------ TEXT BLOCK ------
I’m installing all my dependencies And devDependencies to the image, creating the node_modules folder with all of it, and then buildint the raw javascript code in the dist folder.
In the second stage:
Dockerfile
I am just copying that dist folder, and then installing only the necessary dependencies for production.
As you will see, this is how big the node_modules is for development and production, respectively:
Image 1
Image 2

If there is a way to have only the final node_modules folder in the production image, that’s what I’d like to know, because using dive in both my images, that’s what I see:
Image 3
On development image, there are 237 MB in the node_modules, shown in the last RUN before yarn build.

Now in the production:
Image 4
You can see now that in the production image there are 237 MB of that previous installation, and then only 35 MB in the production node_modules, therefore I could diminish from 237 to 35 MB from dev to production dependencies. BUT, as you said, all in the base image are present in the prod build, however you will see in the image below, that more than 90% of the production image size is the first installation, having all those bloat dependencies.
------
**SET PROBLEM 1**. In the Docker build post, how much space does the production node_modules folder take up?
**SET PROBLEM 2**. Write out the Docker build post between "If there is" and "those bloat dependencies.", inclusive.
The data that follows comes from a separate source.
------ LISTED ENTRIES ------
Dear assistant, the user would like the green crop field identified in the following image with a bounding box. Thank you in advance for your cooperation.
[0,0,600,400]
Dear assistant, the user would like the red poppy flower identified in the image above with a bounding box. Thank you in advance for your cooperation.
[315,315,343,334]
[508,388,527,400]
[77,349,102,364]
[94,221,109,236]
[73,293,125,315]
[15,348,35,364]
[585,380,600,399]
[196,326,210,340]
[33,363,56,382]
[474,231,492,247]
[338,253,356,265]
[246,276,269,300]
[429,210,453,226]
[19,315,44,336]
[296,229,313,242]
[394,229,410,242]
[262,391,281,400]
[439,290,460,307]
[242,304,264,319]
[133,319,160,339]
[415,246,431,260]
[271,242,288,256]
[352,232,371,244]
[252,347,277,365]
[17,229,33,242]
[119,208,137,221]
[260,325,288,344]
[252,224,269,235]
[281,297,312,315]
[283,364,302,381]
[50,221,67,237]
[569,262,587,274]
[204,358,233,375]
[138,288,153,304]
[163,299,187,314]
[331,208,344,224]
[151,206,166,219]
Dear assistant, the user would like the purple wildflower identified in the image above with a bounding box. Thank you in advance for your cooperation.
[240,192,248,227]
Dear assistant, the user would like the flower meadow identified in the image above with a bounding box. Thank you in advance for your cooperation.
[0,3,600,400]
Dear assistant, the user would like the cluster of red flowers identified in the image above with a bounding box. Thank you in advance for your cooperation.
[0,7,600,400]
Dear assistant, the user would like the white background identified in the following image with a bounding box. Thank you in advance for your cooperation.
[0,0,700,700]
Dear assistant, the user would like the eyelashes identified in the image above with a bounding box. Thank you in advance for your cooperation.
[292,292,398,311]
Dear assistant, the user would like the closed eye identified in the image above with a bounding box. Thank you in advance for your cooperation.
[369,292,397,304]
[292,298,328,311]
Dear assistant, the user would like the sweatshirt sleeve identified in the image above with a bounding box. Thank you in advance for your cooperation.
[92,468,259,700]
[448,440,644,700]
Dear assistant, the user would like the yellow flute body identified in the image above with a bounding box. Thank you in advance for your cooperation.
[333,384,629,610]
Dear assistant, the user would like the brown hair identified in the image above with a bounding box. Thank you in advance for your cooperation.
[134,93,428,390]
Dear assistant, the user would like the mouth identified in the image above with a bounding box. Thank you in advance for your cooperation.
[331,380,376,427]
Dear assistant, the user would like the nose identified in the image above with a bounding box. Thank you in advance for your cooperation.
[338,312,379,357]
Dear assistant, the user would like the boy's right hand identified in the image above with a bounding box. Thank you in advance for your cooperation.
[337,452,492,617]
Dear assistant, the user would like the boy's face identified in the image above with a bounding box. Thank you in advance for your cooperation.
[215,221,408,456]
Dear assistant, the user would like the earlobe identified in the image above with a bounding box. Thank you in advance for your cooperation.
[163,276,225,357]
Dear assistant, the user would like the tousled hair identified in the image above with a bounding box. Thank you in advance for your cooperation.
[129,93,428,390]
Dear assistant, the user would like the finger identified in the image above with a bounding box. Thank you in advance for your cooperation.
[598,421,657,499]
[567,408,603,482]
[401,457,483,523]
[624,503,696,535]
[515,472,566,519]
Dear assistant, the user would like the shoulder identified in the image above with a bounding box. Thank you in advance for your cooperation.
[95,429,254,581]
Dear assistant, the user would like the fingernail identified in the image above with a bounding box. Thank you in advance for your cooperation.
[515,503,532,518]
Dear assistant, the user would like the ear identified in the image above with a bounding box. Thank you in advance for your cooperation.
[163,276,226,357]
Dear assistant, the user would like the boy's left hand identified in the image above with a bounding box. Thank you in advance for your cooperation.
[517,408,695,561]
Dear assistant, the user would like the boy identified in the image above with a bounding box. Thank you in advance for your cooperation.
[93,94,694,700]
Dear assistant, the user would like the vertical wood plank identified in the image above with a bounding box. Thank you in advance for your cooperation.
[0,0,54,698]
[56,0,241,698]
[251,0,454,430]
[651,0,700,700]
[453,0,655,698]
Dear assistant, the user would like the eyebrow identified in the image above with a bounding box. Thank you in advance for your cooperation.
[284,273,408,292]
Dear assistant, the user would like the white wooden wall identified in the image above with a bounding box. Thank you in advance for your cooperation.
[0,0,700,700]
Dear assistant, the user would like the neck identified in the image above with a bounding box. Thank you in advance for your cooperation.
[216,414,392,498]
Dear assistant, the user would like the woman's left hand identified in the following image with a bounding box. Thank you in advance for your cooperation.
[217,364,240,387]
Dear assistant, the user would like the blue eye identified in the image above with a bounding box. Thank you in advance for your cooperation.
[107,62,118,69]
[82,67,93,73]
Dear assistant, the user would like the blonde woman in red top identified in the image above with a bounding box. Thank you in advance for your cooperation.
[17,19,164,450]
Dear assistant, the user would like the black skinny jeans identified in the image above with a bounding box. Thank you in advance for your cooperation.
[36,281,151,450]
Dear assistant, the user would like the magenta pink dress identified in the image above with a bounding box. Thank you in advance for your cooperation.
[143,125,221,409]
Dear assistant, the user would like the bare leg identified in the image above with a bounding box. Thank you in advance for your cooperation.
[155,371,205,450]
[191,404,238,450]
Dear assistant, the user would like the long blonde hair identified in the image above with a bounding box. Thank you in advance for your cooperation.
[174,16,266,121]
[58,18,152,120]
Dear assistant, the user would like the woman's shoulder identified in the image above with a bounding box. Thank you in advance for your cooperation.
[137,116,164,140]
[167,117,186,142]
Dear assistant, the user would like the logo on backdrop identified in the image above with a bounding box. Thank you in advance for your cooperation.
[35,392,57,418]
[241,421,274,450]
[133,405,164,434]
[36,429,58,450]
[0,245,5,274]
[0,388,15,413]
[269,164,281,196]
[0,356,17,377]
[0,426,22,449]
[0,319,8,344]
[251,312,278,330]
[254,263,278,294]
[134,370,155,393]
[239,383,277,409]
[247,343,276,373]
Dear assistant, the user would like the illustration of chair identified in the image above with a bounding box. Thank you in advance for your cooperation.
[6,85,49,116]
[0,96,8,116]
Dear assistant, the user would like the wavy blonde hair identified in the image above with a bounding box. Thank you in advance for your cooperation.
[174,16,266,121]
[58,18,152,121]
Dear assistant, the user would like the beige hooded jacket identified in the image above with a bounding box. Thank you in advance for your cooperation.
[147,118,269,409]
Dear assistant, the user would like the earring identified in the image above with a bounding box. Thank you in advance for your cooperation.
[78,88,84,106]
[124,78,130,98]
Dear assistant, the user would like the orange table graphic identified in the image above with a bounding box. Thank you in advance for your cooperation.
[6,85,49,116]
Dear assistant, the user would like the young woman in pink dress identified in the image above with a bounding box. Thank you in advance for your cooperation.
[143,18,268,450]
------
**CORRECT RESPONSE 1**. 35 MB

**CORRECT RESPONSE 2**.
If there is a way to have only the final node_modules folder in the production image, that’s what I’d like to know, because using dive in both my images, that’s what I see:
Image 3
On development image, there are 237 MB in the node_modules, shown in the last RUN before yarn build.

Now in the production:
Image 4
You can see now that in the production image there are 237 MB of that previous installation, and then only 35 MB in the production node_modules, therefore I could diminish from 237 to 35 MB from dev to production dependencies. BUT, as you said, all in the base image are present in the prod build, however you will see in the image below, that more than 90% of the production image size is the first installation, having all those bloat dependencies.